Required task =>
Please repeat everything from the start of the items down to the line containing "[[[450,185],[288,182],[0,214],[0,298],[451,297]]]", swapping "green lawn" for "front lawn" and leaving all else unchanged.

Provided data =>
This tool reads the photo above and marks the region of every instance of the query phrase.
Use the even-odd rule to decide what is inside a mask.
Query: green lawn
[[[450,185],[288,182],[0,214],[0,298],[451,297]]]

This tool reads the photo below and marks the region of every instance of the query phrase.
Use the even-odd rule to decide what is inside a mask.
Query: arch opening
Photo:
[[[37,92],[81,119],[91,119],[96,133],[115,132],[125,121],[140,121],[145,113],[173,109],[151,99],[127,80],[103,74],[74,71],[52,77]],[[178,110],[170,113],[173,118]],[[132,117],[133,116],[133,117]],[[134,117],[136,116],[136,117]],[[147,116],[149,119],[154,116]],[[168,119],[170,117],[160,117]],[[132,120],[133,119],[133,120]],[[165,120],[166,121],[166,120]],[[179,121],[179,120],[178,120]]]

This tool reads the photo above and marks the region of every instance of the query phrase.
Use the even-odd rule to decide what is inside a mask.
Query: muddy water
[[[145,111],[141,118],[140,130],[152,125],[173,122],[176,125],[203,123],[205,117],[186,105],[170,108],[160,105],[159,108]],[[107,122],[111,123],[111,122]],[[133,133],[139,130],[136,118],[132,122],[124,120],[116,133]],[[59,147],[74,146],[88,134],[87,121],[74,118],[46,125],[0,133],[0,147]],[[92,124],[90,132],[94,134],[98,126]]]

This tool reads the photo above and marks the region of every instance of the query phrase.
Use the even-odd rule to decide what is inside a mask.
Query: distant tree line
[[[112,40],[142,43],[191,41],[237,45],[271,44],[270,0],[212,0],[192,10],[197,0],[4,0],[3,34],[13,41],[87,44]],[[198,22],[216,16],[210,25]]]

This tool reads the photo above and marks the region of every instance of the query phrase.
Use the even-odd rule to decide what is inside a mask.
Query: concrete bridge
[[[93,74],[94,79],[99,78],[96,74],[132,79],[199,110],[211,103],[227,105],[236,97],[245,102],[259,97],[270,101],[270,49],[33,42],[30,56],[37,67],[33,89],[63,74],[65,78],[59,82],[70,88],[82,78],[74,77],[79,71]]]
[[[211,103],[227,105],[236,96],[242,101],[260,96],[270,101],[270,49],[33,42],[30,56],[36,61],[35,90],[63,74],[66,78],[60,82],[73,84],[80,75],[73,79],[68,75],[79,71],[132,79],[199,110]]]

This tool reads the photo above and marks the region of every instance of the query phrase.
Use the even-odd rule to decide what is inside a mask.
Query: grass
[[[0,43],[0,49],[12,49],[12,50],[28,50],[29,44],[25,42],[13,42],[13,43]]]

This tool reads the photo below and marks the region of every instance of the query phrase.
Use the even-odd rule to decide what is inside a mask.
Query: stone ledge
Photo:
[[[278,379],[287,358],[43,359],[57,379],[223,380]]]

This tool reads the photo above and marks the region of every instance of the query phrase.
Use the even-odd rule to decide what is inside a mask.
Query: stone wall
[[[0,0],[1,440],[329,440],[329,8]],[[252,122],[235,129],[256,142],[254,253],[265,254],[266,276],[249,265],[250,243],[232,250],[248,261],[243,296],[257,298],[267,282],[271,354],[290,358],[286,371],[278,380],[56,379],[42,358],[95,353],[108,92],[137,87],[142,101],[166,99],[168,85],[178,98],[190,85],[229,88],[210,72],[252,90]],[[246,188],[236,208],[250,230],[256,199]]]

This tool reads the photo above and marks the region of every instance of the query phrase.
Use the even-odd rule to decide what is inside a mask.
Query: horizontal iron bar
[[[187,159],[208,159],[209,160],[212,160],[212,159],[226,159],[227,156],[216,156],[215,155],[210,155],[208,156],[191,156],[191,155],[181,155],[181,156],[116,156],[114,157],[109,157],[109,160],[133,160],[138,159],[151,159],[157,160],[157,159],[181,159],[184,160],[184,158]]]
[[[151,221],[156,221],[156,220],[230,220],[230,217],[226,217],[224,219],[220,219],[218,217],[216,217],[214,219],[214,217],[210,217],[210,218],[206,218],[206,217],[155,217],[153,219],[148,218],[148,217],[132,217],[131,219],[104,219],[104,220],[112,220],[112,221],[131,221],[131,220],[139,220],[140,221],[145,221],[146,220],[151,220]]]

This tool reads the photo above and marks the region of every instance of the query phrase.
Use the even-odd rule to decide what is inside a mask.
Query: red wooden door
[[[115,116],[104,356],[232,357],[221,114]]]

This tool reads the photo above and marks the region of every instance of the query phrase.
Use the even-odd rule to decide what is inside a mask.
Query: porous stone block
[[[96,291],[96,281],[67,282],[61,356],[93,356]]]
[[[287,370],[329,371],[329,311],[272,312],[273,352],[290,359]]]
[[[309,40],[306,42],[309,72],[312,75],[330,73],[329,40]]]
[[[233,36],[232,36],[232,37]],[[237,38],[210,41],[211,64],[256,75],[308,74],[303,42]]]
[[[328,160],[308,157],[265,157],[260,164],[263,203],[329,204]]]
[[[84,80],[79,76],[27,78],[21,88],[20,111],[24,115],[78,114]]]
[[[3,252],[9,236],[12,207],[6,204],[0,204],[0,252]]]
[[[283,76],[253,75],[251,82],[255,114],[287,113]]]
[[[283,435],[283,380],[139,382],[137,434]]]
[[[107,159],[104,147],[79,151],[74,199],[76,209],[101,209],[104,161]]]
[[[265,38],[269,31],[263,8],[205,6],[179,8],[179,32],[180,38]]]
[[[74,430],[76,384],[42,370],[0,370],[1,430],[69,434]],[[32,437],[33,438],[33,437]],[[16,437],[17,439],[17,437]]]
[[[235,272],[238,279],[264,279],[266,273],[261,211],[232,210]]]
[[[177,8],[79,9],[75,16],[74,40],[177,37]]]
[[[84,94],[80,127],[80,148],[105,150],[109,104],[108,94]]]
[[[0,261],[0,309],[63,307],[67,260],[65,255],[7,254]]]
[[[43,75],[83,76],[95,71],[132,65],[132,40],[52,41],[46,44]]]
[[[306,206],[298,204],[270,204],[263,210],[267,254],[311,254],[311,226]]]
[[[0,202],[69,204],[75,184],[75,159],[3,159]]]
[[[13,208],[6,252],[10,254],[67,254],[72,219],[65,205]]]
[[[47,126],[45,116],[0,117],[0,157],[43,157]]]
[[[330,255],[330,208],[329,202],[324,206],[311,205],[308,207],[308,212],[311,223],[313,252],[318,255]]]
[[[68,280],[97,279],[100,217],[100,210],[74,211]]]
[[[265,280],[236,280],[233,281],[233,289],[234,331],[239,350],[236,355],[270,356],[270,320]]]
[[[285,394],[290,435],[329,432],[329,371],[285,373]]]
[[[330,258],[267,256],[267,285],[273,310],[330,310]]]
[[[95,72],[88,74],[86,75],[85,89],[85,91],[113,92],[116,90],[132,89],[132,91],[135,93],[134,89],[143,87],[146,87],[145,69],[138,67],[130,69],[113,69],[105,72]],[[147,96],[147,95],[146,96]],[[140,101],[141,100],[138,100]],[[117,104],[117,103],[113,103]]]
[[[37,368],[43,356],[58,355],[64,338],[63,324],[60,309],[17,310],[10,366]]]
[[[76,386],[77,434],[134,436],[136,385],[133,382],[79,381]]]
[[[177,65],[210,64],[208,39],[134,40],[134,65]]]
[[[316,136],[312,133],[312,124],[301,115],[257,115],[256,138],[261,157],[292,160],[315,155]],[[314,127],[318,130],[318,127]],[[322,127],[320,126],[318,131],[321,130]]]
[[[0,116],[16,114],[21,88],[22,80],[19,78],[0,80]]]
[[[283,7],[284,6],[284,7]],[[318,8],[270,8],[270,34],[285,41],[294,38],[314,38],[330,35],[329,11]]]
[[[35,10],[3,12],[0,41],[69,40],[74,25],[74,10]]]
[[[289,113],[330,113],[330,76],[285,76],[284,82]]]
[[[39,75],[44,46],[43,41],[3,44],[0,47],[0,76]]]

Output for this task =>
This tool reads the photo above and marks the region of every instance of the query phrase.
Use the even-odd rule to decide what is inside a mask.
Query: front lawn
[[[450,185],[288,182],[0,214],[0,298],[451,297]]]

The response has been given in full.